DESCRIPTION OF THE TASK:
Repeat the creationism passage from "R.E. Prindle" to "them of it.", swapping "worldview" for "outlook".

EXCERPTED PASSAGE:
- - -
The Jewish View Of Creationism

The Jewish View Of Creationism


R.E. Prindle


Bear in mind that true intellectualism requires us to remain open to new ideas that don’t fit neatly into our current worldview.  Most people are so wholly invested in their way of thinking that no amount of evidence would suffice to disavow them of it.

-Rabbi Adam Jacobs

I hope Rabbi Jacobs will bear his own dictum in mind.  According to current statistics the average I.Q. of  ‘White’ people is a puny 100 while that of Jews is a massive 113.  So it is with some trepidation that I pit my puny average intellect against the massive average 113 I.Q. of Rabbi Jacobs.  Assuming that we both represent the average of course.   However bearing in mind what tiny David with G-d on his side did to the giant Goliath I step bravely and hopefully forth.
- - -
RECORD EXCERPTS:
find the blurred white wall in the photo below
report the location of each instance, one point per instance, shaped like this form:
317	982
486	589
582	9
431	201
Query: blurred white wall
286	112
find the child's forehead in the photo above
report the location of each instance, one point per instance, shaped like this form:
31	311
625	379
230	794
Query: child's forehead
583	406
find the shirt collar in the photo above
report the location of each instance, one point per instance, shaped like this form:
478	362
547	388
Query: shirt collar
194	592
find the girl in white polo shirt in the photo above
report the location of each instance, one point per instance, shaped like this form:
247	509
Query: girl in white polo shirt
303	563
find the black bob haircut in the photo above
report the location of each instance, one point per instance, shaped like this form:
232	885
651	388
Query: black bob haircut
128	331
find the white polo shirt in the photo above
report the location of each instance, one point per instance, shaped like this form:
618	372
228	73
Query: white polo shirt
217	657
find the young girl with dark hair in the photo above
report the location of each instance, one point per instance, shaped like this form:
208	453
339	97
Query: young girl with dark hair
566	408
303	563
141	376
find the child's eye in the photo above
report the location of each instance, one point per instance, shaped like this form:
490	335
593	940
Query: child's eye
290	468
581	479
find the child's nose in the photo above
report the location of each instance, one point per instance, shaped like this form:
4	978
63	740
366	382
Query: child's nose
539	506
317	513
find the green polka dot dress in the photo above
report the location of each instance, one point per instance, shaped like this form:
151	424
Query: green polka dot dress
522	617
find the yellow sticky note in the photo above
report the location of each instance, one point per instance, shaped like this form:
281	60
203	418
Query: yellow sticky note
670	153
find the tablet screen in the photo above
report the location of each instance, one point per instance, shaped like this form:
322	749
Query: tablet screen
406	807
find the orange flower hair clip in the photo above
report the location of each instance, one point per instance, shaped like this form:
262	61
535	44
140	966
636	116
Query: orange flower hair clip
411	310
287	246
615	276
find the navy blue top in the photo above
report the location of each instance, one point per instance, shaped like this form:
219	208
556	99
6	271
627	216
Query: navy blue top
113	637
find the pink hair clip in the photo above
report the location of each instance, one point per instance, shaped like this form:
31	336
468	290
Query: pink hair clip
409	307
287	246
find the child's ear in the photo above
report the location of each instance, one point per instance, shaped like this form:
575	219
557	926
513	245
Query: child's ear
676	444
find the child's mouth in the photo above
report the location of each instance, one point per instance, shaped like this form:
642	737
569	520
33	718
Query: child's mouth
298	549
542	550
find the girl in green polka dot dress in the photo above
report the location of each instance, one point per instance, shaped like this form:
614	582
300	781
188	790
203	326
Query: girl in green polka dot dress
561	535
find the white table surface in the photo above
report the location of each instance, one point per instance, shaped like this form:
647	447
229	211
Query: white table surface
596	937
- - -
RESULT BELOW:
R.E. Prindle


Bear in mind that true intellectualism requires us to remain open to new ideas that don’t fit neatly into our current outlook.  Most people are so wholly invested in their way of thinking that no amount of evidence would suffice to disavow them of it.